• [Entries provided]
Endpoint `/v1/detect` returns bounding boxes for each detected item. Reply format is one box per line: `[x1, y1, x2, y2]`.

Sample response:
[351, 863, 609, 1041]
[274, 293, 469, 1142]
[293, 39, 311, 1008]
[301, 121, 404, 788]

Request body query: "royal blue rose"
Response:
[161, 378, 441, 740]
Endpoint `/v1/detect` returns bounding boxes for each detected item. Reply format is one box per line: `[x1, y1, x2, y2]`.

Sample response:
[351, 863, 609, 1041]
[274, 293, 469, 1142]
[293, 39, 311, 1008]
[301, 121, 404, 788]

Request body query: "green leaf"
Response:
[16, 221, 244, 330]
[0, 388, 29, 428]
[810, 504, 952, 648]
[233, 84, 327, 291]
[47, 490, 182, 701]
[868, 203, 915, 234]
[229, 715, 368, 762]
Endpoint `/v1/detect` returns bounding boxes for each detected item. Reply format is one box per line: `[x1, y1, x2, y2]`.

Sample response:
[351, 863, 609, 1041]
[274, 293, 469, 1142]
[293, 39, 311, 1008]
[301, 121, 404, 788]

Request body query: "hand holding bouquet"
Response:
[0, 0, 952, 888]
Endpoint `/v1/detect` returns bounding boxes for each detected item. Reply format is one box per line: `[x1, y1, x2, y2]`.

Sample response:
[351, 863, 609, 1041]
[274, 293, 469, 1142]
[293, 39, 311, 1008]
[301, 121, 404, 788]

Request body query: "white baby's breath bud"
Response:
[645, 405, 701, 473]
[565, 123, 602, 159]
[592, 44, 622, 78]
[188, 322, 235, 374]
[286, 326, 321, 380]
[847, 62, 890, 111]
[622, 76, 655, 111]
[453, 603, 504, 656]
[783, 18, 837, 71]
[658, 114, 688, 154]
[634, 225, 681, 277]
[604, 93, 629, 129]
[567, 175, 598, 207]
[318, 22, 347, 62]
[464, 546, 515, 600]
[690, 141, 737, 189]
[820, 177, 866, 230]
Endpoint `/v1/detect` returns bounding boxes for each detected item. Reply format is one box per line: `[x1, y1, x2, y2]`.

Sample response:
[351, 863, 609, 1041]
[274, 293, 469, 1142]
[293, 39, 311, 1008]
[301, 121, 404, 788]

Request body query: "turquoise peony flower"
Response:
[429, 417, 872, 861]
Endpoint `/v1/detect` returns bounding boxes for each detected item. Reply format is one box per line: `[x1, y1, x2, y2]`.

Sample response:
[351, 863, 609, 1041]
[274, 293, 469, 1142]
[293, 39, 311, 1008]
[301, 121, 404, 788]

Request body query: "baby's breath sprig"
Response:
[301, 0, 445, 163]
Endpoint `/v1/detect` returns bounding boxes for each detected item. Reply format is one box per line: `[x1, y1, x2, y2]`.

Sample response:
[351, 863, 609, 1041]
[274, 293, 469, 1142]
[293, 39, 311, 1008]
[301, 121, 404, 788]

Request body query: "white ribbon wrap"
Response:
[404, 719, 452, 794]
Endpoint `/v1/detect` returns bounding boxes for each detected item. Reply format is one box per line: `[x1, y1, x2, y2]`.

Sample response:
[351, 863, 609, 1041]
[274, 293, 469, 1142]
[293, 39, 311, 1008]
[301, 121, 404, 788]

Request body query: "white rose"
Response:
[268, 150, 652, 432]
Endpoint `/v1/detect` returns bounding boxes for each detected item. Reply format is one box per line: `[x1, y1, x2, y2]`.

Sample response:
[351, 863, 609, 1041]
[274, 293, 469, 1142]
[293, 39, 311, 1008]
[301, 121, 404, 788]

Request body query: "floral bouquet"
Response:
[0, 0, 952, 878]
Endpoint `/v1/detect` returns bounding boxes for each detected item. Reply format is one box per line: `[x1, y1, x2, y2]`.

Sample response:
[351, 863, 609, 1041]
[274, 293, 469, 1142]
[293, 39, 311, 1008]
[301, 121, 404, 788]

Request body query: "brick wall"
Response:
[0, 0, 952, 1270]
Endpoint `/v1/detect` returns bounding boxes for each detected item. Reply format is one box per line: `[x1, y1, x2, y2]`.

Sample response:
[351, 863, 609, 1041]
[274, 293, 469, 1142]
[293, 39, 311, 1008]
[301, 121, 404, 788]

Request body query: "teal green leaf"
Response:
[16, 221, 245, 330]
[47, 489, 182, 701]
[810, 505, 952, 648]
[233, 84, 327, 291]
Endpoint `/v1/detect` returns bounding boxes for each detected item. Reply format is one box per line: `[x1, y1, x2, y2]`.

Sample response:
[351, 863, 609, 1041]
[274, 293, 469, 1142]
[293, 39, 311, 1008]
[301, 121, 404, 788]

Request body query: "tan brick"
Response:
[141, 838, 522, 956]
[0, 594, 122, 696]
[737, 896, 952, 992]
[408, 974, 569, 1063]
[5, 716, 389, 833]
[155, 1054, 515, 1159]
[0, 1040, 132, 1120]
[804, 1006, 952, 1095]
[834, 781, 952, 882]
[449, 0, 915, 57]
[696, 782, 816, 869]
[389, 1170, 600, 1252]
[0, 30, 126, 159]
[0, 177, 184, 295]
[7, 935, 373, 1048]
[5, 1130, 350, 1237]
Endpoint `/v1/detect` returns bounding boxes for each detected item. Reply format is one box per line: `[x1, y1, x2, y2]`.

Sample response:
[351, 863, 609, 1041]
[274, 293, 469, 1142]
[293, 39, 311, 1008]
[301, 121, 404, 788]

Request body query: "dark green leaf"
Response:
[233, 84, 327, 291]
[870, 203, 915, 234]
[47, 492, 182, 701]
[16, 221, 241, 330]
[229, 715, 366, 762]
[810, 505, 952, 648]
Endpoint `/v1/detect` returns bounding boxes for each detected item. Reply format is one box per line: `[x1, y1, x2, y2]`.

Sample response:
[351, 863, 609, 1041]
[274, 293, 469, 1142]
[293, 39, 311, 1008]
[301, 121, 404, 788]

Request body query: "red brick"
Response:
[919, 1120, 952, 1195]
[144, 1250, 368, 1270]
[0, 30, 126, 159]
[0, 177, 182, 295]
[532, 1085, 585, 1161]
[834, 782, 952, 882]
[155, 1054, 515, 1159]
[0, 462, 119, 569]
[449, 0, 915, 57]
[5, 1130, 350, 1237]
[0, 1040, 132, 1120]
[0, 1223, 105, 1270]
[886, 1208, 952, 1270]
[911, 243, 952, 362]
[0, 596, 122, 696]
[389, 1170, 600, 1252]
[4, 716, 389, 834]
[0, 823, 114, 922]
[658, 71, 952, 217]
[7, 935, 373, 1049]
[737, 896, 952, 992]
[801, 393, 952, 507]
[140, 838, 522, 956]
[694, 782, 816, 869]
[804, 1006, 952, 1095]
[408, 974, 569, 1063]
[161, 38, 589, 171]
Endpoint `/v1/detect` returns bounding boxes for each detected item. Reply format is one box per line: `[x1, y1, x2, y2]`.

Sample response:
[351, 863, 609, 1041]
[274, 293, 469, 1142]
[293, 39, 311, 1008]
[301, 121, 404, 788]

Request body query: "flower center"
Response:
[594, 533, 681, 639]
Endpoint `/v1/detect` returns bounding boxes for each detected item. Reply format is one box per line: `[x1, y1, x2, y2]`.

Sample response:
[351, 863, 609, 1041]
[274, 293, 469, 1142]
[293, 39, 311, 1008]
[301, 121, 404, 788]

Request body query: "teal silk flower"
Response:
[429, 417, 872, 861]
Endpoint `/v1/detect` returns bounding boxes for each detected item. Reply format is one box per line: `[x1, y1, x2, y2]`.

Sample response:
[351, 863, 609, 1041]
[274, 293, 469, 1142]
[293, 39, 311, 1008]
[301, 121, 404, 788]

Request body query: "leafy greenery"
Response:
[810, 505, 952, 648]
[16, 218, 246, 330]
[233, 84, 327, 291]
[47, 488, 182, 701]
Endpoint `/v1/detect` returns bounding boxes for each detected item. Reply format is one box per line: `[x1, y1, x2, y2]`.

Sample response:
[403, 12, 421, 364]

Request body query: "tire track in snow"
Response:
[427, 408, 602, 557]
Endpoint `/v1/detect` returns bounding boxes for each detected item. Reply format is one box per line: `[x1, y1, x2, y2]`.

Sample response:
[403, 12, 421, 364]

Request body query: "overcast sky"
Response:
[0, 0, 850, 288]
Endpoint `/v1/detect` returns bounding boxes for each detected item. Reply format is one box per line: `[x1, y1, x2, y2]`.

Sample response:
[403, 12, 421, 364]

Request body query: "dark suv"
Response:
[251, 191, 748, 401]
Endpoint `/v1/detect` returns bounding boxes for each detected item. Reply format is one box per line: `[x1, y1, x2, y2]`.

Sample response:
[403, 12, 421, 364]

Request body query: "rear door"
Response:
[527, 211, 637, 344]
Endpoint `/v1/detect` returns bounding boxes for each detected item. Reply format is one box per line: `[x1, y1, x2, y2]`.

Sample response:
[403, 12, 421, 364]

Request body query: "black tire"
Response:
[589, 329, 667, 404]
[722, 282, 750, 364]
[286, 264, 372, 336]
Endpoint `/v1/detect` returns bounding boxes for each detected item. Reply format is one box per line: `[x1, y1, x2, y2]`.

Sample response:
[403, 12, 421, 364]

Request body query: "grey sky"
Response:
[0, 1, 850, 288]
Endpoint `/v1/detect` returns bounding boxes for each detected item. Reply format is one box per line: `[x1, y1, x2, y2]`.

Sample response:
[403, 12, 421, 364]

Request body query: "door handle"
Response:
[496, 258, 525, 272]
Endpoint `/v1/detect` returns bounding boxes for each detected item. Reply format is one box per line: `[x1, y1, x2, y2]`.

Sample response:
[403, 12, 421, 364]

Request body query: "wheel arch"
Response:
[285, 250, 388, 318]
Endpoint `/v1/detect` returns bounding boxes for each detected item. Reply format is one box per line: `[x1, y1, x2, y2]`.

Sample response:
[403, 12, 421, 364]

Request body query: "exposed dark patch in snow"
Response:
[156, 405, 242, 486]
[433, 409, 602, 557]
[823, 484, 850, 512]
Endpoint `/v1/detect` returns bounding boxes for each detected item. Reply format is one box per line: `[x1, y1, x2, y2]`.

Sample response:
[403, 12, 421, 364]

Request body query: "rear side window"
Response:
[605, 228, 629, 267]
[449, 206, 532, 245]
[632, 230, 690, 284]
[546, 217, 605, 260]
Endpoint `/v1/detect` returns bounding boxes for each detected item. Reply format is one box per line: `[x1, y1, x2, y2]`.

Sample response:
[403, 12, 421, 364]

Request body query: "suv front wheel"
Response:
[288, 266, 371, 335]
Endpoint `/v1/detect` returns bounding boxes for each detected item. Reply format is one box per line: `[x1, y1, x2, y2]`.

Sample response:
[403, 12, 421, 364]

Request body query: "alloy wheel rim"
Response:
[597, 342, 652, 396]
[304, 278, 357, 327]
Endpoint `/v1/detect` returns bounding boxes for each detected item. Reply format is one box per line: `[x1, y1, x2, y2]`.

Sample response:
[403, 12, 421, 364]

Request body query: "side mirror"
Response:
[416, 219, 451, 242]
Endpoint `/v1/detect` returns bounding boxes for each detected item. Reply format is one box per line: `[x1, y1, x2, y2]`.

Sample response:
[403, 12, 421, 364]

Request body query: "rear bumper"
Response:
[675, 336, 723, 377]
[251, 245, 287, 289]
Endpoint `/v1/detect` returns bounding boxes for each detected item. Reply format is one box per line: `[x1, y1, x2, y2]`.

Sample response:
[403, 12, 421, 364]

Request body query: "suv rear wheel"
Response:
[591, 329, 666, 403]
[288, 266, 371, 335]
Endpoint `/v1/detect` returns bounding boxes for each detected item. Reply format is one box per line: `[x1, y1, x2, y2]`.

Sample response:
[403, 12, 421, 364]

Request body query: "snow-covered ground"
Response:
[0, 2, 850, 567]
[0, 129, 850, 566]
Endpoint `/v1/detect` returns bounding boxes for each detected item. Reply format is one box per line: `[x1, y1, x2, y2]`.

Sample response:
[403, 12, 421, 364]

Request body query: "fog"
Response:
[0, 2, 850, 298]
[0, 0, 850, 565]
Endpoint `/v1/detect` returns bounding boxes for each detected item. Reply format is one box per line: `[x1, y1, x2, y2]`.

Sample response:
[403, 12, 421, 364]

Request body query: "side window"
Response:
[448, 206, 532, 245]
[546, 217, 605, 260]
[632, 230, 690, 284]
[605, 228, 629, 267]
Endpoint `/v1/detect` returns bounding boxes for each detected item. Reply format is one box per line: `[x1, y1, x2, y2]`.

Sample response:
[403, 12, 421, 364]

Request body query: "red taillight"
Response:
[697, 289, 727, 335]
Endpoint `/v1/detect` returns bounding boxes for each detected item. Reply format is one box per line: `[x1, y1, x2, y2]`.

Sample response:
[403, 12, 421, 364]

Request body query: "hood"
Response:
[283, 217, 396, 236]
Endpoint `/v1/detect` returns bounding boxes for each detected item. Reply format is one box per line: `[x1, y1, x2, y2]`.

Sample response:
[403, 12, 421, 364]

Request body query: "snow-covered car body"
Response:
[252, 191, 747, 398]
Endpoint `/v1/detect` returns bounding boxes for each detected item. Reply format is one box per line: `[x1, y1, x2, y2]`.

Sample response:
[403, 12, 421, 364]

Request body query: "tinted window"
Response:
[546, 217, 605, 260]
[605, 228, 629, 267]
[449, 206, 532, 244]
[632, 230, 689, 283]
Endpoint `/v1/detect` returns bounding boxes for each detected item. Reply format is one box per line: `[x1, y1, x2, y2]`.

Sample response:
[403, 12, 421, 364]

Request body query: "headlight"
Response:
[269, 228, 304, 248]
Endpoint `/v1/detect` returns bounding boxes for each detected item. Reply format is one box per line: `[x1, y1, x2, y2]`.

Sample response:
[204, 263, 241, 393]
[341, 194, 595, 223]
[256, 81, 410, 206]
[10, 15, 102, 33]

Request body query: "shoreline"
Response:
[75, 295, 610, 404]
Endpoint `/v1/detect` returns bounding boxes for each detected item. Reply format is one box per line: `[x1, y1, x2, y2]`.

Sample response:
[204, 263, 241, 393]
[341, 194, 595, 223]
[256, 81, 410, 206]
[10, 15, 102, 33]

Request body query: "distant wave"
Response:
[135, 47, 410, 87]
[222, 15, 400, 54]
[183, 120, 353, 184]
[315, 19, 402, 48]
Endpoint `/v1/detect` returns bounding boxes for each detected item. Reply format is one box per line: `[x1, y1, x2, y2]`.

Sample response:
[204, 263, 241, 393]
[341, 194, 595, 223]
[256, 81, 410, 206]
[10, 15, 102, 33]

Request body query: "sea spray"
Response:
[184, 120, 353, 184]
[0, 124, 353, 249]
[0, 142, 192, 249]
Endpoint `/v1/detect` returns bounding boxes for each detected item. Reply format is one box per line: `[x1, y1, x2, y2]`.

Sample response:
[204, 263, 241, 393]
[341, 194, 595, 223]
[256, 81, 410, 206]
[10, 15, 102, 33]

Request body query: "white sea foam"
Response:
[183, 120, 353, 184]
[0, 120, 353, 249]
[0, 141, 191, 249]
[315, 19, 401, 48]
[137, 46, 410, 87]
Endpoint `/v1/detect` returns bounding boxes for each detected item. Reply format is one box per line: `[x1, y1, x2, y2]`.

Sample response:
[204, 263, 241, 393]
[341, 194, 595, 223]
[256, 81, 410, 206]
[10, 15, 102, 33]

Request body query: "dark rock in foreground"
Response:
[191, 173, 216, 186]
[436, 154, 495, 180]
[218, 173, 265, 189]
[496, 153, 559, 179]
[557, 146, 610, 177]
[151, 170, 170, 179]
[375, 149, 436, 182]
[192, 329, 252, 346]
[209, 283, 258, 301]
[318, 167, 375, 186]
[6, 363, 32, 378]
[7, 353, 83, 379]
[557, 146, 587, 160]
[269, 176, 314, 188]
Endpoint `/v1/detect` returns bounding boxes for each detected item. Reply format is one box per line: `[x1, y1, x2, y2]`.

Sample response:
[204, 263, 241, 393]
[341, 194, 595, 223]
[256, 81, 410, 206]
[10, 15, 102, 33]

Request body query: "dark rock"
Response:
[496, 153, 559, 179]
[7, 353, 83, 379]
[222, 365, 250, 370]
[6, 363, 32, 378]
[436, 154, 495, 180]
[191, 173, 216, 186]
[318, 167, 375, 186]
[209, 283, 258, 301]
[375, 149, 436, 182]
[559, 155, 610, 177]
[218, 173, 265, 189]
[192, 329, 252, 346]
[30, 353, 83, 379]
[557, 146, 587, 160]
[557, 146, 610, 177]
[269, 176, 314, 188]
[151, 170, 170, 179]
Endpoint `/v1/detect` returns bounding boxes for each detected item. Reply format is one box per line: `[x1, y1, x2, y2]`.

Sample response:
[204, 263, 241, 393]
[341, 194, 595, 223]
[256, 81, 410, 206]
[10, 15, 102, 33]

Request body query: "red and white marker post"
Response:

• [Work to complete] Pull out every line in the rows above that contains the word "snow". Case counts.

• [Worked answer]
Request body query: "tire track in snow"
Request body query: "exposed dark patch in snow"
Request body query: "snow-covered ground"
Request body query: "snow-covered car body"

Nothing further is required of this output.